Rewrite the records with each "door" renamed to "doorway" and everything else unchanged. Omit the pictures from your answer.

Data for processing
* START *

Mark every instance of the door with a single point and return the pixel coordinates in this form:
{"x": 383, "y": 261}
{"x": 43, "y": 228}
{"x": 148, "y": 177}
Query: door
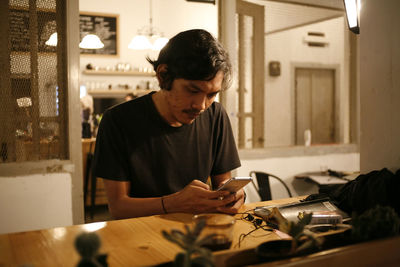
{"x": 250, "y": 31}
{"x": 315, "y": 105}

* END *

Output of the exercise
Mark every instance of the doorway with a single point and return the pixel coordinates in this form:
{"x": 383, "y": 261}
{"x": 43, "y": 228}
{"x": 148, "y": 177}
Query: doorway
{"x": 250, "y": 31}
{"x": 315, "y": 105}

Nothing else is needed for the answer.